───── SUPPLIED MATERIAL ─────

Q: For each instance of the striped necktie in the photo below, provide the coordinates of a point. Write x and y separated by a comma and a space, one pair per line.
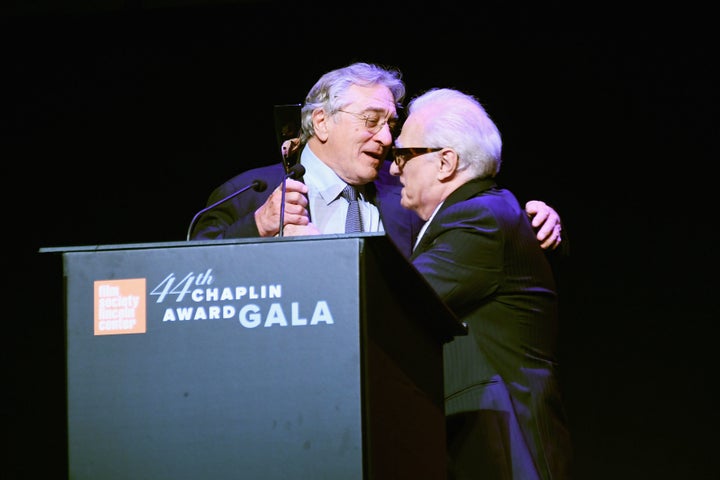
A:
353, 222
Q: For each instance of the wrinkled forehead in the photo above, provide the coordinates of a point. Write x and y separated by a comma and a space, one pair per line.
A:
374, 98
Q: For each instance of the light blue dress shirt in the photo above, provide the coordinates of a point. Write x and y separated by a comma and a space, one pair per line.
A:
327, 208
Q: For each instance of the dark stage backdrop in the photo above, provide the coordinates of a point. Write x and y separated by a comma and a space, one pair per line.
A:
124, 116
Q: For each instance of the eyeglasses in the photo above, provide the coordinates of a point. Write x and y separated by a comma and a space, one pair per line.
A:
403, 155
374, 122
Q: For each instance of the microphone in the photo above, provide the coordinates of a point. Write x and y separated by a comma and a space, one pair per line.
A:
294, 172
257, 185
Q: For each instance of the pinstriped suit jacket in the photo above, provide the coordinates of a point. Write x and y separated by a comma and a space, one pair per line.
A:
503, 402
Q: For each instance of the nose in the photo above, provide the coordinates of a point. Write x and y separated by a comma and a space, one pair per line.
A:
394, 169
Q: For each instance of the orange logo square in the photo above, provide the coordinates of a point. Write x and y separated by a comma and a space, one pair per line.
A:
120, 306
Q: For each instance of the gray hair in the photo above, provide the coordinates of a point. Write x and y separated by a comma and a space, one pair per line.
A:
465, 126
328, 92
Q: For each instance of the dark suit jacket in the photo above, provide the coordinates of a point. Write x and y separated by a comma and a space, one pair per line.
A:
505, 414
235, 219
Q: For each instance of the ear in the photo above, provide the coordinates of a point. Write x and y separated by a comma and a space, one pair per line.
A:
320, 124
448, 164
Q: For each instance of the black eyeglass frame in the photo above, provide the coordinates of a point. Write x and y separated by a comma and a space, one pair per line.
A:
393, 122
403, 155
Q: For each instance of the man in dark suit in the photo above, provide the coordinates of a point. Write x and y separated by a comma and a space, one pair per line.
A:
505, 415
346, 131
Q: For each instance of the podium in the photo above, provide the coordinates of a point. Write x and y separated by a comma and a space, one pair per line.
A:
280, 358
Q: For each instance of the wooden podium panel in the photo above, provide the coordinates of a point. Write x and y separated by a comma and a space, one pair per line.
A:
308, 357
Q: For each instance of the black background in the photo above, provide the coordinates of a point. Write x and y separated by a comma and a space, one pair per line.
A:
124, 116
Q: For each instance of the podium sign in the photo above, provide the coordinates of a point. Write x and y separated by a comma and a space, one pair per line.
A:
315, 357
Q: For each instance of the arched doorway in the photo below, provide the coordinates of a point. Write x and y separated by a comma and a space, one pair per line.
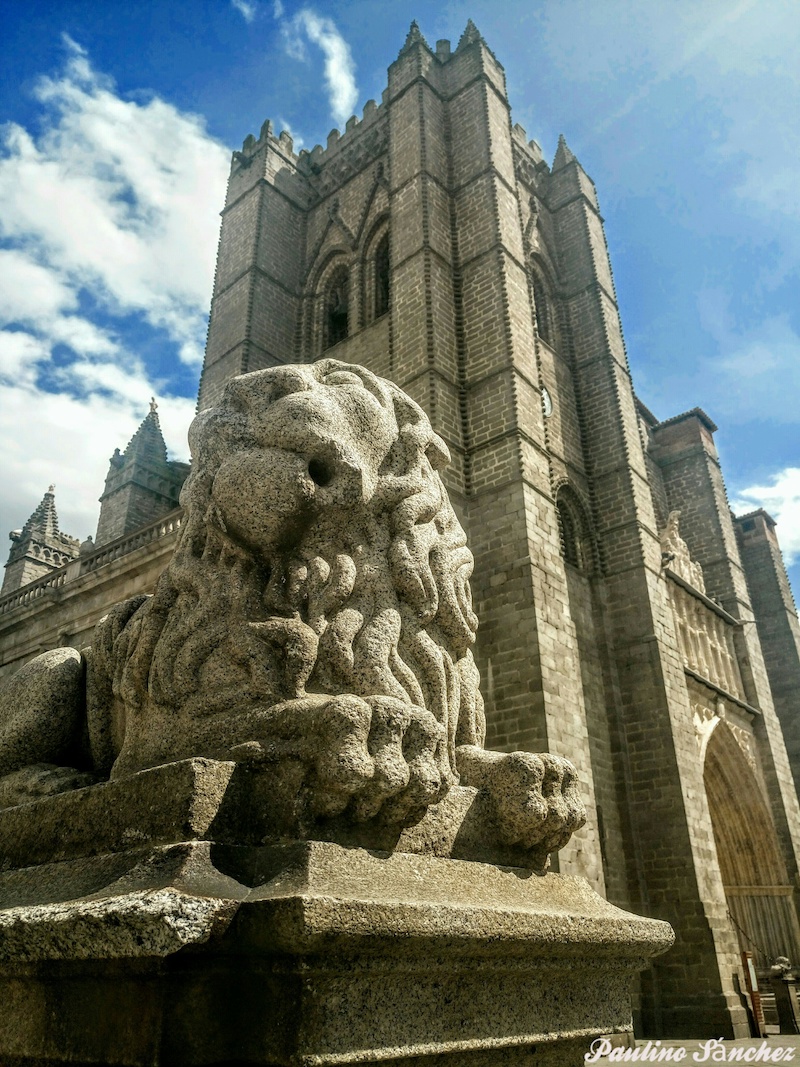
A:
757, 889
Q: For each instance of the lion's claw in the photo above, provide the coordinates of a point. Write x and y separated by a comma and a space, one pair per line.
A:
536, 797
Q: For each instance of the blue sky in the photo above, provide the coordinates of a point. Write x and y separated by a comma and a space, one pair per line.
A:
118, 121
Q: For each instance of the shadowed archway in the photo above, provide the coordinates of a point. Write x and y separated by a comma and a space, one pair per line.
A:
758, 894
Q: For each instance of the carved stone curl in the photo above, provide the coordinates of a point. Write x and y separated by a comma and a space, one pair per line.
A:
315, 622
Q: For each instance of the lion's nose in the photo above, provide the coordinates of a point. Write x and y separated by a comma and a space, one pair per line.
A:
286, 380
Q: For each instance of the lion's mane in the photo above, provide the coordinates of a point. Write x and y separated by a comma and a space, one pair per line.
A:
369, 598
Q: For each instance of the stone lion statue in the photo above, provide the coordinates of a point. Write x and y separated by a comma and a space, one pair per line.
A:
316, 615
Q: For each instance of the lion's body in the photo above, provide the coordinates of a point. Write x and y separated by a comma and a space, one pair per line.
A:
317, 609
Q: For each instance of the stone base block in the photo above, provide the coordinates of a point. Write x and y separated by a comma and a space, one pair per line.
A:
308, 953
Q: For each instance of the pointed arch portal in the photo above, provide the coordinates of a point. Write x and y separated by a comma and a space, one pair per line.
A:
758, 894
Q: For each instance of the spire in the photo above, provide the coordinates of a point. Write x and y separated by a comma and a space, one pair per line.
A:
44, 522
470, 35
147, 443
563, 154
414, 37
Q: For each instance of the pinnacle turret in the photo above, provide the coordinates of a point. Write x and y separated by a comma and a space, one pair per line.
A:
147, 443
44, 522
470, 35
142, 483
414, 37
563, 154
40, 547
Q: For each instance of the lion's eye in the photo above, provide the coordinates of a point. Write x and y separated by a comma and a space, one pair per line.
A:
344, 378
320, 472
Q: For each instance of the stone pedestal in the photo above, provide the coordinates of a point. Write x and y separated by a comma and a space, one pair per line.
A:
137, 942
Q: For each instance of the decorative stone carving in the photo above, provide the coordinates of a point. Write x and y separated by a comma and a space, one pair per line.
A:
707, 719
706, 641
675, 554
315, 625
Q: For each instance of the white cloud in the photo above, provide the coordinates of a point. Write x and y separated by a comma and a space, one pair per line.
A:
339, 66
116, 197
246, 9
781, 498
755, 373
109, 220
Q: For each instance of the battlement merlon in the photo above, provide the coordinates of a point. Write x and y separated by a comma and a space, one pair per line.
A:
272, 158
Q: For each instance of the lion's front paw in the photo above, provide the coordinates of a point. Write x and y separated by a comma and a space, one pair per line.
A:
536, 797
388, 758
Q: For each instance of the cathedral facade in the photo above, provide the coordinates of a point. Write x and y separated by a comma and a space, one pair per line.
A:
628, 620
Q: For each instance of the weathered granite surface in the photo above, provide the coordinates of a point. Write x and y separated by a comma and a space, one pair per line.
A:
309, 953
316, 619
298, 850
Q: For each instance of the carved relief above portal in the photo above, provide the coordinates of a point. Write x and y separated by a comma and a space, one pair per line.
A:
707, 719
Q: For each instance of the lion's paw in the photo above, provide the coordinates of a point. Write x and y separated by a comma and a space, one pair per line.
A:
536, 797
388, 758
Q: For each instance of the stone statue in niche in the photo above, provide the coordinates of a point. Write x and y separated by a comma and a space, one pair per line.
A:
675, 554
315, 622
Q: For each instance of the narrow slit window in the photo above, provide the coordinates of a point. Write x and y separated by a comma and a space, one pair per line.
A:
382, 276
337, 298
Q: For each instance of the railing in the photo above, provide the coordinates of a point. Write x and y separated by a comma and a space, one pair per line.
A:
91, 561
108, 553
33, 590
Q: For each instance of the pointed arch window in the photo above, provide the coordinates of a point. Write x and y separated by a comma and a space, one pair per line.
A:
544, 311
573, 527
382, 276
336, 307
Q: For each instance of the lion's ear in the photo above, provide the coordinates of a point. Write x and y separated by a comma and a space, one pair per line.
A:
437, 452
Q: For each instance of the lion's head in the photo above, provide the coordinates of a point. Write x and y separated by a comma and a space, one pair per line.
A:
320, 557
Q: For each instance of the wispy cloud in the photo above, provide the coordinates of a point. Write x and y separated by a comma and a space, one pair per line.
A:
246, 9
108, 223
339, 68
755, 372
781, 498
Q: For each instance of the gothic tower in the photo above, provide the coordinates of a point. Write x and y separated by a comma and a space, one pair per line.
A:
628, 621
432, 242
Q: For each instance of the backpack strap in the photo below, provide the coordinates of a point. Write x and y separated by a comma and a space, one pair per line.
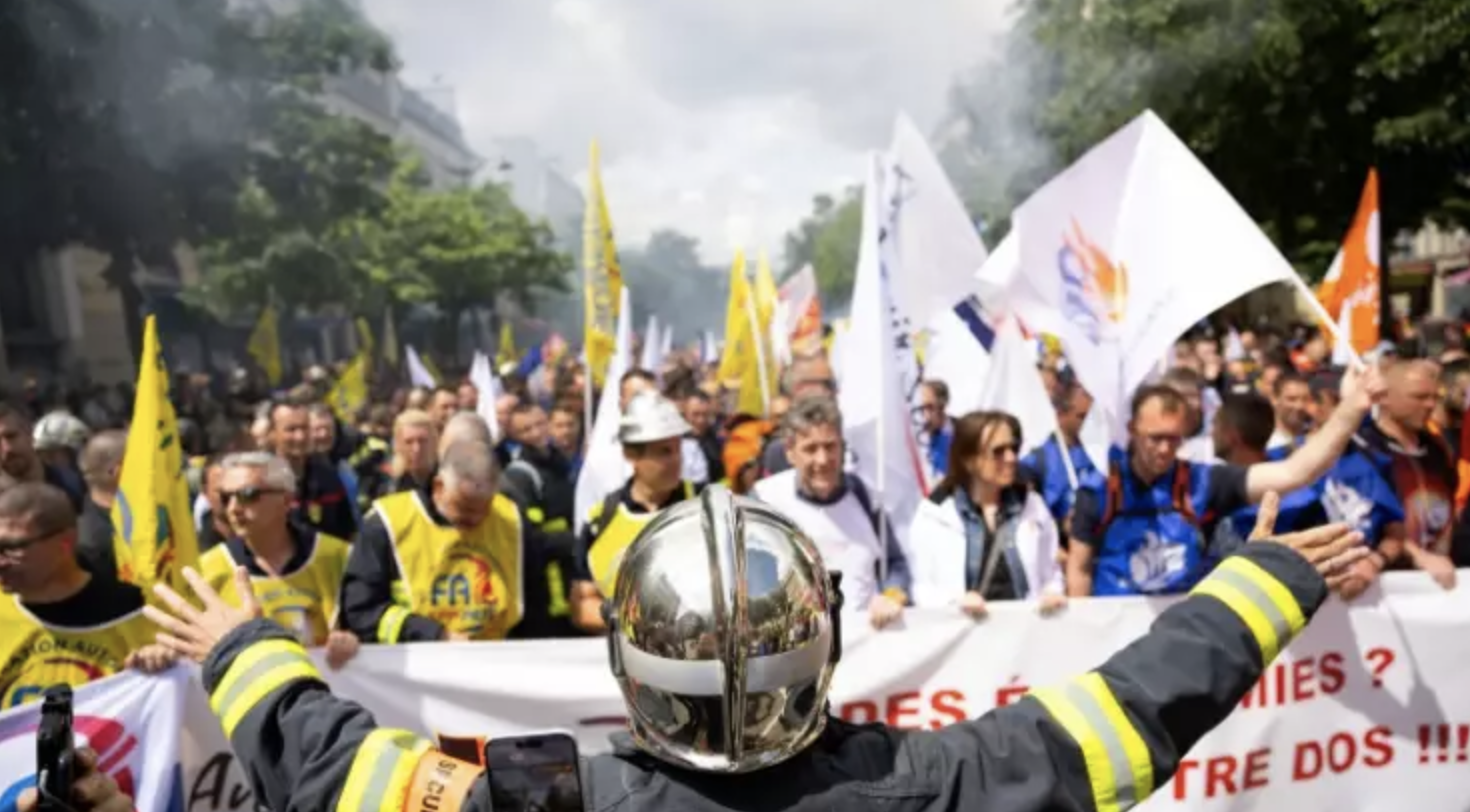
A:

─────

Copy the records word for word, leaving no picture in the copy.

Q: For each instance of the striped necktie in the photo below, provide the coordinates of a point. Write x and y separated by a comma and a space, one pair per line.
A:
353, 222
Q: For each instance of the wrinkled forehead in the photo above, provide the coordinates of a point. Write x and y separated by a comma and a space, one pair per line.
A:
374, 98
Q: For each instance of the light blue dress shirt in the photo above, provide the coordinates of a point. Write x and y separated by a comma and a space, one pair per line.
A:
327, 208
Q: For each instance of the dark stage backdrop in the photo above, provide the coordinates of a point. Write x and y separated by a comma and a space, one pair per line.
A:
124, 116
Q: For each instance of the eyeglasses in the photo above, provide the coordinates of a point. Write x and y separated by a comma and a space, one pair per line.
A:
403, 155
374, 122
Q: For each instance of the microphone in the photo above, provide the coordinates of a point. Write x and y separated by a comma and a space, one pair per line.
A:
294, 172
257, 185
Q: For each instance of the pinstriped suit jacket in the photo above, provide the coordinates of a point. Write x and y separated by a comma and a space, one pair per line.
A:
503, 402
Q: For each instance of the nose in the photo above, provide the coordinates of a point. Write x and y separated by a comma and a space, one pair per line.
A:
394, 169
Q: For each instance of the orange logo square in the photo above, provide the coordinates of a point. Write x and y separated by a comma and a space, one pair per line.
A:
120, 306
Q: For each instance of the gray hair in the photo above, provide the coordinates of a point. Write x and y separated by a comma and a space, one pair per line.
A:
465, 126
328, 92
Q: For each instance of the dark suit jacket in the photo above, provide the coordinates of a point. Write x and y separated by a comma and a space, one pair per line.
A:
505, 414
235, 219
Q: For each instance of the ear in the photo above, provide the coordinates of a point. Write x and y separated by a comma and a space, one pair per line.
A:
320, 124
448, 164
Q: For each instance of the black eyeglass frame in the photo above, provide the coordinates of a point. Write x and y separated by a comma and a space, one pair per line.
A:
393, 122
403, 155
Q: For each instance of the man in dark suit in the photo above, provide the coordinates of a point. Write x and y separated by a comma and a space, one pair per line.
A:
505, 415
346, 131
Q: For each instance of the podium in the photo above, provide the coordinates of a point. Write x and y separated by a comma and a space, one pair per line.
A:
280, 358
Q: For each instance of the wooden podium panel in the photo above, provide the coordinates of a point. Write x and y separated by a comma and a space, one pair per line.
A:
308, 357
Q: For each instance of the black background in the photo above, provide the coordinates of a point. Write x and y separated by a comma and a space, one pair per line.
A:
124, 116
Q: For each instance of the podium sign in the photo above, provide the coordinates of a point. Write x and y separated by a comma and a space, one pair per line.
A:
315, 357
Q: For each instance of the arched doorway in the photo below, provide the coordinates of a point. Write x and y separated by a comma and a space, one pair per line.
A:
757, 889
Q: For each instance of the lion's claw in the photo above, provide the coordinates of a point. Write x and y separated by a comma and a space, one pair per line.
A:
536, 797
Q: For each instance of the blue sky in the photo above, provide the coordinates of a point. Write x and y separated by a comma and a space, one pair per line.
A:
118, 121
Q: For each instance of the shadowed archway in the photo above, provide the coordinates of a point. Write x and y separated by a comma and a space, one pair per line.
A:
758, 894
Q: For each instance of the carved stone curl in the photo above, provide the coordinates of a point. Write x and y separated by a comma and a space, one pair per line.
A:
315, 622
Q: For each instance of the lion's nose in the photo above, provide the coordinates of a point. Write x and y separated by a comma and a space, one pair per line.
A:
286, 380
Q: For each instance of the lion's mane in the photo above, provide the coordinates of a point. Write x and y separated by a comma and a space, one pair per line.
A:
369, 598
Q: For each instance of the stone lion statue in the photo above, provide the coordinates of a point. Write x and y separated by a comma and a space, one pair per line.
A:
316, 615
Q: For each instance of the lion's body in the photo above, provide the coordinates of a point. Write x and y separated by a comma and a space, one pair per line.
A:
317, 609
Q: For each instance of the stone base block in the photo above, provide the coordinates of a point. Write x and y separated by a comma and a space, one pair per line.
A:
308, 953
Q: For each instance of the pointed arch portal in the photo above, provide the coordinates of a point. Write x and y separated by a comma and a space, one pair per line.
A:
758, 894
Q: For each instance of the spire in the photo above, provide the coordinates of a point. Write x and y separated by a comma and a space, one pair per line.
A:
44, 522
470, 35
147, 443
563, 154
414, 37
Q: For each instance of the pinnacle turret in the photo above, provide the coordinates of a point. Write x and y separated by a comma and a space, one pair per line.
A:
147, 443
44, 522
470, 35
142, 483
414, 37
563, 154
40, 547
Q: For each instance of the lion's eye in the photo above, provide the coordinates of a point. Write x and y separated by a comma and a space, one pair per line.
A:
344, 378
320, 472
Q: For each instance of the stone pedestal in the photo above, provide the coordinates of a point. Write x and y separated by a comma and a space, one pair per line.
A:
137, 942
Q: For each instance of the decorative stone carving in the photo above, provide the coordinates of a point. Write x and y separated by a comma and a space, one pair per line.
A:
707, 719
706, 641
675, 554
315, 625
Q: For each instance of the white cloud in the photo above, provide the coordinates of a point. Write x and y separated by a comma and a space, one pair per line.
A:
339, 66
116, 197
246, 9
781, 498
755, 373
109, 220
Q: For each instance of the battlement merlon in the photo above, provide the coordinates of a point. Write x and y separated by a comma and a space, one pair per line.
A:
272, 158
Q: For each instance of the lion's front paw in the photo above, provide the coordinates of a point. Write x and y separated by a comma and a space, one pair per line.
A:
536, 797
388, 758
Q: For each instance of the cathedral facade in the photo above, provide the coordinates of a point. Write x and y separated by a comma and a space, one pair per line.
A:
628, 620
Q: For each instance of the weathered granite surface in the photo above, provide the coordinates of a point. Write x and y separated by a comma and a space, one pair per line.
A:
309, 953
316, 619
298, 850
Q: For each instance of the carved relief above portal in the photo above, provide the coordinates of a point. Write x and y separated by a comma and a space, one pair per line.
A:
707, 719
Q: For each instance of the lion's paw in the photo above, provide the coordinates of a point. Write x and y separated by a comma and a space, one pair per line.
A:
536, 797
388, 758
Q: For each instance of the stone statue in niche in the photo above, provide the coordinates of a point. Write x and y separated by a comma and a space, one pair per line.
A:
675, 554
315, 622
Q: For each instance of the narrow slit window in the photo above, provide the coordinates of a point. Write x and y separated by a comma and a space, one pair per line.
A:
382, 276
337, 298
Q: For each instance of the railing in the photo above, provide the coordinates of a point. Write x and y separated by a comma and a space, one pair per line.
A:
91, 561
108, 553
33, 590
Q: For each instance of the pointed arch window in the photo above, provide the coordinates of a point. Write x and y separated by a comma and a space, one pair per line.
A:
544, 311
573, 527
382, 276
336, 307
Q: For each instance of the lion's ear in the photo above, provide the coordinates of a point. Write x and y separated by a comma and a space, one pair per line.
A:
437, 452
Q: For each instance of the lion's head in the photo above, provide the coordinates of a point. Write x and y separated by a comma and a space, one pair per line.
A:
320, 557
Q: For each instance of the wispy cloud in the photo above, provide the coordinates of a point. Write x and y separated by a comma and a space, one pair per line.
A:
246, 9
108, 223
339, 68
755, 372
781, 498
Q: For each instance of the gothic tower in the photo above, provide the coordinates of a point. Write x and y separated by a comma and a space, one pair per line.
A:
628, 621
432, 242
Q: For each instance of the backpack strap in the photo below, provide the coordinates of a point. Write x and y separated by a comma and a space, one pair per line.
A:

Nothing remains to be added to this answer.